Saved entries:

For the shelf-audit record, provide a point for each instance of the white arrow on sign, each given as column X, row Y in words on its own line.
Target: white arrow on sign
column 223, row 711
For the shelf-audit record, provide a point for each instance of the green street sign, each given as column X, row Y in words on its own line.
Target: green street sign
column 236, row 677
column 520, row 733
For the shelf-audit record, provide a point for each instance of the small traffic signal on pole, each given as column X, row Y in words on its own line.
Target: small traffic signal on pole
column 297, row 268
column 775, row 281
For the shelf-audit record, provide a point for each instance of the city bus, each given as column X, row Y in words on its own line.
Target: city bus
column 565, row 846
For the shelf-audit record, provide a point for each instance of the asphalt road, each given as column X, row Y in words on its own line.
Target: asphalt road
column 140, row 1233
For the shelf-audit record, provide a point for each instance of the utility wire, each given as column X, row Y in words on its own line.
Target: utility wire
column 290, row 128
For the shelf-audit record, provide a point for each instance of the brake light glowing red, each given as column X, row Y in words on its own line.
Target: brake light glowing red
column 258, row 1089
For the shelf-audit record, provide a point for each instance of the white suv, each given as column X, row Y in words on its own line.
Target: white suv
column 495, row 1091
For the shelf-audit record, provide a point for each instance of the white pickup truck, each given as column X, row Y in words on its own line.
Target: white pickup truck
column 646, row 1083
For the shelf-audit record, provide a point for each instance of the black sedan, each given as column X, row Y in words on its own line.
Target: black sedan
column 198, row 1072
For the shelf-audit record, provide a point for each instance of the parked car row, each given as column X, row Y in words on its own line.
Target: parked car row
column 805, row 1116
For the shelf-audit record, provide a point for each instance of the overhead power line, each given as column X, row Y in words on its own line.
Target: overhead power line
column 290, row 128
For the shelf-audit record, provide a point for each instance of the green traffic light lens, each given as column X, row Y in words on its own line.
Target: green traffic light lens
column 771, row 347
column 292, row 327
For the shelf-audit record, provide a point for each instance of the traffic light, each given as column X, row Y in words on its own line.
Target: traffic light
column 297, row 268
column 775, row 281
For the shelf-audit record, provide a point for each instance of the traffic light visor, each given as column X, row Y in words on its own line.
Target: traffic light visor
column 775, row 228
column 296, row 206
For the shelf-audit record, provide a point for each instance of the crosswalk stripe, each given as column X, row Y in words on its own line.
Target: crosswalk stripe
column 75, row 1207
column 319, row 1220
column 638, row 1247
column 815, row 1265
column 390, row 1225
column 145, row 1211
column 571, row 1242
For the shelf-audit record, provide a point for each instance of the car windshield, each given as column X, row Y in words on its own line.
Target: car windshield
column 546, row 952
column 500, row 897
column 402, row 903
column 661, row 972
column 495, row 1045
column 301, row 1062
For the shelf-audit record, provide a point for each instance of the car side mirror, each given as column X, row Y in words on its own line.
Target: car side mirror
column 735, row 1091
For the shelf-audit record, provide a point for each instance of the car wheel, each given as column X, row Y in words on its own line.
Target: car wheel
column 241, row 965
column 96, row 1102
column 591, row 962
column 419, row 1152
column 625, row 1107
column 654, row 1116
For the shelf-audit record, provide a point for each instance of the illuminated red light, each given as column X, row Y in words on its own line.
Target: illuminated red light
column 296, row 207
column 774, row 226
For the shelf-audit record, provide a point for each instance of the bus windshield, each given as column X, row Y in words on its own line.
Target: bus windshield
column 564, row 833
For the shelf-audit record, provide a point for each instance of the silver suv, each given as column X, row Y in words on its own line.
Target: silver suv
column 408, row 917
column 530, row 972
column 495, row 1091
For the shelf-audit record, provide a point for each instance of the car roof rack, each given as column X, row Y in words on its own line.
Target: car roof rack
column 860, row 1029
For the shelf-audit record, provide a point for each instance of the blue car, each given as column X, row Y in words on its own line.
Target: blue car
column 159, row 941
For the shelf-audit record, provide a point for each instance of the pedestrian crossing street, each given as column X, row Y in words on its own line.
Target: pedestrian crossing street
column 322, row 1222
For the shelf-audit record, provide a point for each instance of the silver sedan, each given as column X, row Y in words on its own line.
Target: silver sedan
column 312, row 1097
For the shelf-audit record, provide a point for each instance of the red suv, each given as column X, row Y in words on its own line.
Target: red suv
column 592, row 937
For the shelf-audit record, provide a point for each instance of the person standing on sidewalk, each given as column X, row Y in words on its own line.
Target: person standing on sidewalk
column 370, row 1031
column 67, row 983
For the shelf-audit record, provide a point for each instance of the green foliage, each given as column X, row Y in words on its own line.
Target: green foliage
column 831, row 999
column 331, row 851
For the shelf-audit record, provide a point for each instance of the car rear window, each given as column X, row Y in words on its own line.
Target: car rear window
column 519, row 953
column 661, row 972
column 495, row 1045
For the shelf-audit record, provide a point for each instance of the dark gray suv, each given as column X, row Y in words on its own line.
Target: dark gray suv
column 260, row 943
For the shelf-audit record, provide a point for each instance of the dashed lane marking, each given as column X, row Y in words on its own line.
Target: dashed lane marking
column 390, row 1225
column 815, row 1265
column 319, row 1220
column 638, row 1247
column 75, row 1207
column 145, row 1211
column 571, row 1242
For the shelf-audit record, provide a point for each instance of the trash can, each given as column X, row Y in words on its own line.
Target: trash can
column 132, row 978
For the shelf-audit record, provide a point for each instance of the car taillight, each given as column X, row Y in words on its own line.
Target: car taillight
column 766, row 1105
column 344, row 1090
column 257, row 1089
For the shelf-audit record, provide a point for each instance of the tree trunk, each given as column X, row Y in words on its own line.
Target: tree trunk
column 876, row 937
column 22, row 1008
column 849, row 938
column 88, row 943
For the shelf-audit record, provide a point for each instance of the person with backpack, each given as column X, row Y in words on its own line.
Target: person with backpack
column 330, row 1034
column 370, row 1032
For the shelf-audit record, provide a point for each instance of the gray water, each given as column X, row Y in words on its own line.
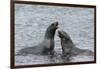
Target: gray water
column 31, row 22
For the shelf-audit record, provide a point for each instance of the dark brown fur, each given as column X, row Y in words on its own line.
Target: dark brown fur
column 46, row 46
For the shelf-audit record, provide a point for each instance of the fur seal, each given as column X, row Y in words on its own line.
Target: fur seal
column 46, row 46
column 68, row 47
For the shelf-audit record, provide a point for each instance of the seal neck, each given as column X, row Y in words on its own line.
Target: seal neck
column 49, row 34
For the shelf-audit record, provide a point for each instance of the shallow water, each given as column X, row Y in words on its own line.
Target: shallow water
column 31, row 21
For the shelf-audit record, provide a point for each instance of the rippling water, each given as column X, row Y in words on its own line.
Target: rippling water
column 31, row 22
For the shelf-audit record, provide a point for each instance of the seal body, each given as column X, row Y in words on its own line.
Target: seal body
column 69, row 48
column 46, row 46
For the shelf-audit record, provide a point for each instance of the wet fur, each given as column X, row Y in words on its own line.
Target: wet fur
column 46, row 46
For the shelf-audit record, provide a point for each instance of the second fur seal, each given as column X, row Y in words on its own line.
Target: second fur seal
column 69, row 48
column 46, row 46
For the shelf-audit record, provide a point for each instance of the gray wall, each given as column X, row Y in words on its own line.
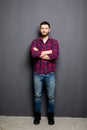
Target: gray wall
column 19, row 22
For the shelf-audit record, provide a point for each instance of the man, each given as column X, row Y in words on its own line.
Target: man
column 45, row 51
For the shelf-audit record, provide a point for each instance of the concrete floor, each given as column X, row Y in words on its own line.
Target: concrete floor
column 26, row 123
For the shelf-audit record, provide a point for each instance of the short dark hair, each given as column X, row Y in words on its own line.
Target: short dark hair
column 45, row 23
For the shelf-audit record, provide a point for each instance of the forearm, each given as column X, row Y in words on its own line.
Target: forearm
column 46, row 57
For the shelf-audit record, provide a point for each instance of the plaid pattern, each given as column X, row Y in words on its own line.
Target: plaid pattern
column 40, row 65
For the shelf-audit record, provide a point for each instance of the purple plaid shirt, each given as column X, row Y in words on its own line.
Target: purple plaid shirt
column 41, row 65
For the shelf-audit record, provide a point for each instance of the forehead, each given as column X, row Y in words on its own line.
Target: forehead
column 44, row 26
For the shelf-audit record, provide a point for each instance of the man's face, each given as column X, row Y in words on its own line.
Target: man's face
column 44, row 29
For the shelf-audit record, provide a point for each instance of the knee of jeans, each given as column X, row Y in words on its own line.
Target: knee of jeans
column 37, row 95
column 51, row 97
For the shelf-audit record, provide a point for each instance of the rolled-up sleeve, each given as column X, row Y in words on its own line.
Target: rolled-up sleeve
column 55, row 50
column 33, row 52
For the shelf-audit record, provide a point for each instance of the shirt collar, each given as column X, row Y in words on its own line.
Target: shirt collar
column 40, row 38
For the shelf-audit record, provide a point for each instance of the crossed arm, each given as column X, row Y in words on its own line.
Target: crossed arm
column 44, row 54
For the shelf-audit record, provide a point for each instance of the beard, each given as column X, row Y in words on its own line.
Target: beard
column 44, row 35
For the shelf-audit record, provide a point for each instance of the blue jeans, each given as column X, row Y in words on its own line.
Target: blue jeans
column 49, row 80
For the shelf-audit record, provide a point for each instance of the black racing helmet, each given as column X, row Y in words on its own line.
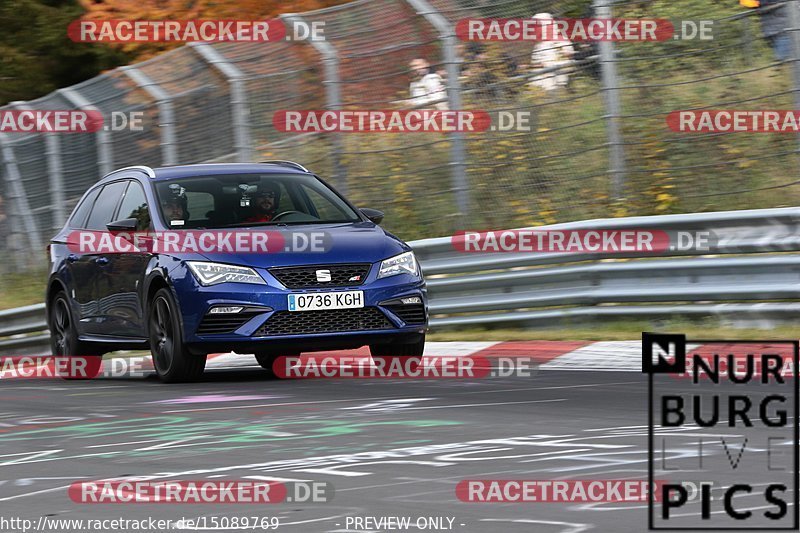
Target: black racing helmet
column 269, row 189
column 176, row 196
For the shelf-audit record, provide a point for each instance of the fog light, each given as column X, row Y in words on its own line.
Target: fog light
column 226, row 310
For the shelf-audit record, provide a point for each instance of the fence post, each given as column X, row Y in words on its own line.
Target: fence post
column 166, row 112
column 333, row 98
column 458, row 157
column 794, row 31
column 55, row 174
column 105, row 160
column 19, row 209
column 239, row 104
column 610, row 87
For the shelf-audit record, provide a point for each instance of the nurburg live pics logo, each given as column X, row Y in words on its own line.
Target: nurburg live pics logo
column 723, row 420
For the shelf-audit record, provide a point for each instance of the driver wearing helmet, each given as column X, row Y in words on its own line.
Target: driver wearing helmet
column 265, row 203
column 174, row 205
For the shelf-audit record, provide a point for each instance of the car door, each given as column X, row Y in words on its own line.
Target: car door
column 120, row 300
column 98, row 264
column 80, row 268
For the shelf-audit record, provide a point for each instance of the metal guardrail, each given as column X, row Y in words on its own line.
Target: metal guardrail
column 750, row 273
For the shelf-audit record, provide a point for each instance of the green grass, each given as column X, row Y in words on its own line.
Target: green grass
column 24, row 288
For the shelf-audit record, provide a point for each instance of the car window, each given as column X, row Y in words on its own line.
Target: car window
column 134, row 205
column 325, row 209
column 238, row 200
column 78, row 219
column 105, row 205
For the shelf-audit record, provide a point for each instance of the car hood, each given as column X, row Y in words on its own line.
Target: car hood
column 360, row 242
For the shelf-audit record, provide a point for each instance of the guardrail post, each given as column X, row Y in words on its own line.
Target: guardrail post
column 239, row 104
column 333, row 98
column 610, row 87
column 105, row 160
column 166, row 112
column 55, row 174
column 19, row 209
column 452, row 62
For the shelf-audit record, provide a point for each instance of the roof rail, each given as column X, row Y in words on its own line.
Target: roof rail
column 147, row 170
column 285, row 163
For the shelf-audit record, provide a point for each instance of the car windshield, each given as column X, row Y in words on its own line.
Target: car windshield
column 242, row 200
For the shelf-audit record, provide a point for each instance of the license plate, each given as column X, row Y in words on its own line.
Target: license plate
column 326, row 300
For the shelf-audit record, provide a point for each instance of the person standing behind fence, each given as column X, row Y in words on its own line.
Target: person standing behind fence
column 426, row 87
column 555, row 55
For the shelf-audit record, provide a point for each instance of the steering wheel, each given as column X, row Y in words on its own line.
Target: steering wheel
column 279, row 215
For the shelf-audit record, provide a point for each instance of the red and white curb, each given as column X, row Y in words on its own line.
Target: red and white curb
column 608, row 356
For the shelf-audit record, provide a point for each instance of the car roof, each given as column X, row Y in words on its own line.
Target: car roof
column 209, row 169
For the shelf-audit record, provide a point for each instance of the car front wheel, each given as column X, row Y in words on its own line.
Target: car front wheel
column 63, row 333
column 172, row 360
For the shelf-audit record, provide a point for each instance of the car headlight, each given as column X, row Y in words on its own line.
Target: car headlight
column 214, row 273
column 404, row 263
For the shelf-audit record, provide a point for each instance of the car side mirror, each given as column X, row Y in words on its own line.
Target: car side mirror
column 124, row 224
column 373, row 214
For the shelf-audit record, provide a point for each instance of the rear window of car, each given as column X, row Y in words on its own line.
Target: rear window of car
column 78, row 218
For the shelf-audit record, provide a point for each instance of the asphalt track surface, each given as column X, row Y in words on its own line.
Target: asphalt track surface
column 389, row 447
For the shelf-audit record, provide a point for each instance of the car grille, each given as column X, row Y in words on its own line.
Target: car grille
column 225, row 323
column 306, row 277
column 328, row 321
column 410, row 314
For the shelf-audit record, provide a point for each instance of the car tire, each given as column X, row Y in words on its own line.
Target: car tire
column 403, row 350
column 267, row 359
column 172, row 360
column 63, row 333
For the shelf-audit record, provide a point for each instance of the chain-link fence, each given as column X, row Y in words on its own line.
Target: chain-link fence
column 599, row 143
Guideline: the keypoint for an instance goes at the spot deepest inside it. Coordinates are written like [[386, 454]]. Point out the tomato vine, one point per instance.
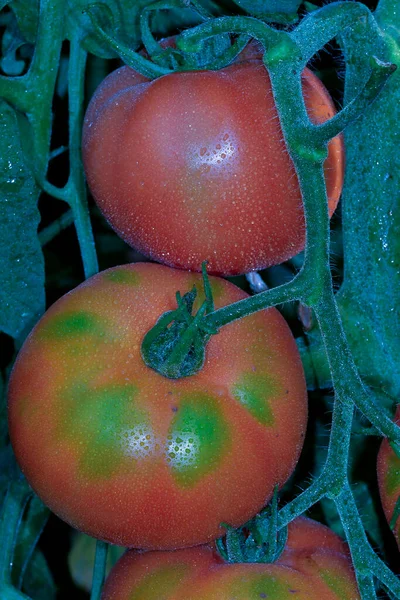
[[370, 42]]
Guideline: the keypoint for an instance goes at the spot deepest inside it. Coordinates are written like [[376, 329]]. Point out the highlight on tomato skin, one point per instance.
[[192, 166], [315, 565], [131, 457], [388, 468]]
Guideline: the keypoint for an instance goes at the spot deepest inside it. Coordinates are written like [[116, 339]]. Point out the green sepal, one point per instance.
[[258, 540], [175, 346]]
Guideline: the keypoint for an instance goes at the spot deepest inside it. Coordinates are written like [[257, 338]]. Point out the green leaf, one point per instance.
[[125, 26], [38, 582], [22, 297], [27, 14], [279, 11], [81, 559], [32, 524]]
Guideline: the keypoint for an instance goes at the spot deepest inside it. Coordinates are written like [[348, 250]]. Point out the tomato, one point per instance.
[[314, 566], [192, 166], [129, 456], [389, 479]]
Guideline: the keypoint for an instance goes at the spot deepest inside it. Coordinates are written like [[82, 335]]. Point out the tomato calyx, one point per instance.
[[175, 346], [258, 540]]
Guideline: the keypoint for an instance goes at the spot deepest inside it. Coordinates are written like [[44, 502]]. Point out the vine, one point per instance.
[[286, 53]]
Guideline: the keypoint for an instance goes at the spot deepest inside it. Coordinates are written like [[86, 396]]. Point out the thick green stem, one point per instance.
[[76, 188], [99, 570]]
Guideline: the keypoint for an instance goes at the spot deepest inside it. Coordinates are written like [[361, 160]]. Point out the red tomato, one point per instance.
[[314, 566], [192, 166], [389, 479], [137, 459]]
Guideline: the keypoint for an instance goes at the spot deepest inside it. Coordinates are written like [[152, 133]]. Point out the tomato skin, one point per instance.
[[389, 479], [192, 166], [131, 457], [314, 565]]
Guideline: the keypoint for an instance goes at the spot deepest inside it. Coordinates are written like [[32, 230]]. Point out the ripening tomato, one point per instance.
[[193, 166], [134, 458], [389, 480], [314, 566]]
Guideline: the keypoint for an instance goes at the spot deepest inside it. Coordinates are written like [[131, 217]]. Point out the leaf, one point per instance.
[[22, 298], [32, 524], [279, 11], [38, 581], [125, 26], [27, 14], [81, 559]]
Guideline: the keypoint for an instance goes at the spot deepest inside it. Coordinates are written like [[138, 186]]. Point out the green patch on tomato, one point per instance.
[[197, 439], [71, 325], [160, 583], [122, 276], [106, 426], [261, 585], [217, 288], [254, 393], [392, 478]]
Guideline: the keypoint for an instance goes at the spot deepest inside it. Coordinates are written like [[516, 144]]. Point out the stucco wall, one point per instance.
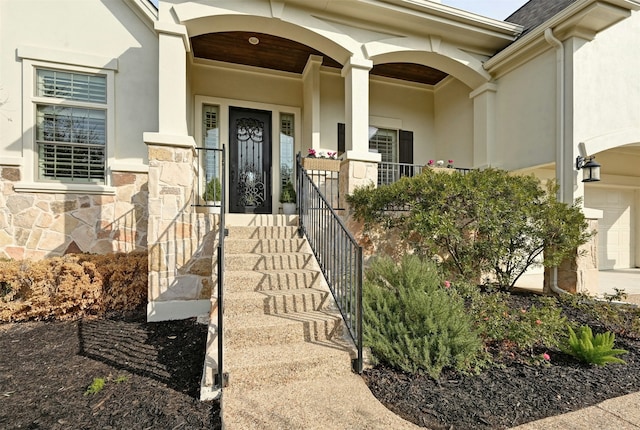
[[454, 123], [607, 87], [39, 225], [108, 29], [61, 34], [412, 106], [526, 114]]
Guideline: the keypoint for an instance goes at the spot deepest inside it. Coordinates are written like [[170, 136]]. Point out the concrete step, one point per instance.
[[256, 280], [335, 403], [265, 246], [269, 261], [257, 367], [261, 232], [252, 330], [275, 302], [260, 220]]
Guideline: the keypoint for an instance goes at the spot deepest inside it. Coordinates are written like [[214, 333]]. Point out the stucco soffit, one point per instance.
[[582, 19], [431, 52], [174, 30], [144, 10], [67, 57], [443, 21], [190, 11]]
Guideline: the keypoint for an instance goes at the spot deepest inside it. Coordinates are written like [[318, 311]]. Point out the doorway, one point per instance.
[[249, 161]]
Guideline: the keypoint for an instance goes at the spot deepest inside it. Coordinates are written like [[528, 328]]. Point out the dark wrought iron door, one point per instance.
[[250, 161]]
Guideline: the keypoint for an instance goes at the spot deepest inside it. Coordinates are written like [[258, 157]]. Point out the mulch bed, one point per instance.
[[152, 373], [46, 367], [501, 398]]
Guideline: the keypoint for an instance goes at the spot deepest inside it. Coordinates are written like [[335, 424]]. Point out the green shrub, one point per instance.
[[483, 223], [591, 349], [514, 329], [414, 322], [212, 191]]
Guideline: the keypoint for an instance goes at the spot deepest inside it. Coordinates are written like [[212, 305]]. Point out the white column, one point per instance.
[[311, 95], [356, 97], [484, 124], [172, 78]]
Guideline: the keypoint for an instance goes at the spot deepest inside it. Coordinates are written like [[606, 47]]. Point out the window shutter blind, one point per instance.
[[341, 138], [405, 152]]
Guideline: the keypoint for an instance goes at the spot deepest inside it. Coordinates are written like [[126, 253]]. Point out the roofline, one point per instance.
[[584, 18], [145, 10], [460, 15]]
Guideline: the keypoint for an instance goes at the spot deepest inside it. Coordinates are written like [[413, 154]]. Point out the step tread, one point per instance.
[[256, 356], [312, 404], [262, 294], [274, 320]]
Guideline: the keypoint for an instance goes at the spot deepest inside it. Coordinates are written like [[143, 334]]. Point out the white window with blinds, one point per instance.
[[71, 126]]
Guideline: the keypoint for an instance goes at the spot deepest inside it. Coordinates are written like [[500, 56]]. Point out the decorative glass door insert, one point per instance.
[[250, 159]]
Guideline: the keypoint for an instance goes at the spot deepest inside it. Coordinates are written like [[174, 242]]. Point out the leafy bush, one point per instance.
[[515, 329], [413, 321], [484, 222], [591, 349], [72, 286]]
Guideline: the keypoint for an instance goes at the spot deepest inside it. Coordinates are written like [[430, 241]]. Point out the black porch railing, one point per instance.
[[389, 173], [212, 162], [337, 252]]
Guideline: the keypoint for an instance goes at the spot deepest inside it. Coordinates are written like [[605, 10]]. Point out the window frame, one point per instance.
[[31, 61]]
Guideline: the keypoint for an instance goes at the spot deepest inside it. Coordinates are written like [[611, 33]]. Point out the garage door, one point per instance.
[[614, 229]]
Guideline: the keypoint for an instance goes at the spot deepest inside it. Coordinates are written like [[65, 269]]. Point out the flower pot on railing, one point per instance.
[[326, 164]]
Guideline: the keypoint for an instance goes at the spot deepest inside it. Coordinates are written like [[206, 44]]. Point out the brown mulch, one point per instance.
[[152, 373], [500, 398]]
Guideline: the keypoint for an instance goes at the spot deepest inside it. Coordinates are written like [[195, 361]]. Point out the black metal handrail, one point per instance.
[[222, 378], [389, 173], [218, 195], [337, 252]]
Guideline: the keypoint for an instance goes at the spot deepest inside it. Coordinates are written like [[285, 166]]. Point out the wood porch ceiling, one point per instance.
[[277, 53]]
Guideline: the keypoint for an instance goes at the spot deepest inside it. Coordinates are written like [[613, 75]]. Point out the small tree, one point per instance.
[[483, 223]]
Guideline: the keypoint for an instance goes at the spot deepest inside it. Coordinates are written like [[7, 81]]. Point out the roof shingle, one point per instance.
[[535, 12]]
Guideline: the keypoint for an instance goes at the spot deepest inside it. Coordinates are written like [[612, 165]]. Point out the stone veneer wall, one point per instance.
[[181, 240], [579, 274], [39, 225]]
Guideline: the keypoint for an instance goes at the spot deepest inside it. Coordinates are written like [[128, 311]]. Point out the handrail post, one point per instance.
[[338, 253]]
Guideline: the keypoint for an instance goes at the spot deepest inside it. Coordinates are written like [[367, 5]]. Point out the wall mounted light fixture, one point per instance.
[[590, 168]]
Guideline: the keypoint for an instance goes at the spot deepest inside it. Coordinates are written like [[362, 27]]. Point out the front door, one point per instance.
[[250, 161]]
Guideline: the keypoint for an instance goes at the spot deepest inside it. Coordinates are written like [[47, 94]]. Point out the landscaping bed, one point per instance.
[[151, 374], [516, 392]]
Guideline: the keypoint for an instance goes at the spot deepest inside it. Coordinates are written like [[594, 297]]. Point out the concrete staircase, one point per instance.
[[286, 351]]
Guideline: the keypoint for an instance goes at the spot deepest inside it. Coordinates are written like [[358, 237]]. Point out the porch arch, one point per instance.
[[452, 61], [320, 39], [613, 140]]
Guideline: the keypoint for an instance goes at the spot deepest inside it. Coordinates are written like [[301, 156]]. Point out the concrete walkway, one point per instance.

**DESCRIPTION OF THE TASK:**
Reproduce the lines above starting at the one with "Target: beard" and ending at the one with "of the fence", both included, exactly and with no pictures.

**SOLUTION TO THE EXERCISE:**
Target: beard
column 44, row 35
For the shelf-audit record, provide a point for each instance of the blue jeans, each given as column X, row Y in words on its own line.
Target: blue jeans
column 49, row 80
For the shelf-audit record, provide a point for each instance of the black racing helmet, each given as column X, row Y in words on its own line.
Target: black racing helmet
column 269, row 189
column 176, row 196
For the shelf-audit record, provide a point for each instance of the fog light, each given as column X, row Y in words on its own line.
Target: fog light
column 226, row 310
For the shelf-audit record, provide a point for each instance of the fence post, each given as column X, row Y in words on its own line.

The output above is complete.